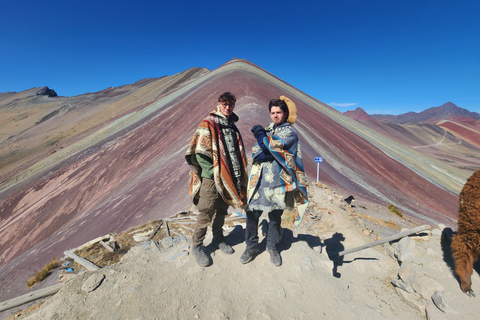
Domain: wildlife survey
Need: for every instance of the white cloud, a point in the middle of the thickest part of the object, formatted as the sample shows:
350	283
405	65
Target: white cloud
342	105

* * *

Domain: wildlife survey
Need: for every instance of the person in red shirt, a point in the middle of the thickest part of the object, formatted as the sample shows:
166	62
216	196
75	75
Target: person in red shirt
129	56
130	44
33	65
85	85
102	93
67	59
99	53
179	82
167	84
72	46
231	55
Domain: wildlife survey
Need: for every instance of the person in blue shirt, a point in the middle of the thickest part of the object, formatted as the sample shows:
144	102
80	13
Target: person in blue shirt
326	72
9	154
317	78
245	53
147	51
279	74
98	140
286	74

[TASK] Extract each line of the rows above that contains the word "every". The match is case-sensitive.

[REPLY TO THE EXERCISE]
Need: for every instance of the white cloud, a point in the middle of the thickest part of the object, formatted as the sample shows:
Need: for every instance of the person in red shirt, a point in the middle of the thickest part of the object, formatted as the sample shows:
Need: for every instance of the person in blue shirt, a point in the middle of the thickest part of the object, formatted as the sample shows:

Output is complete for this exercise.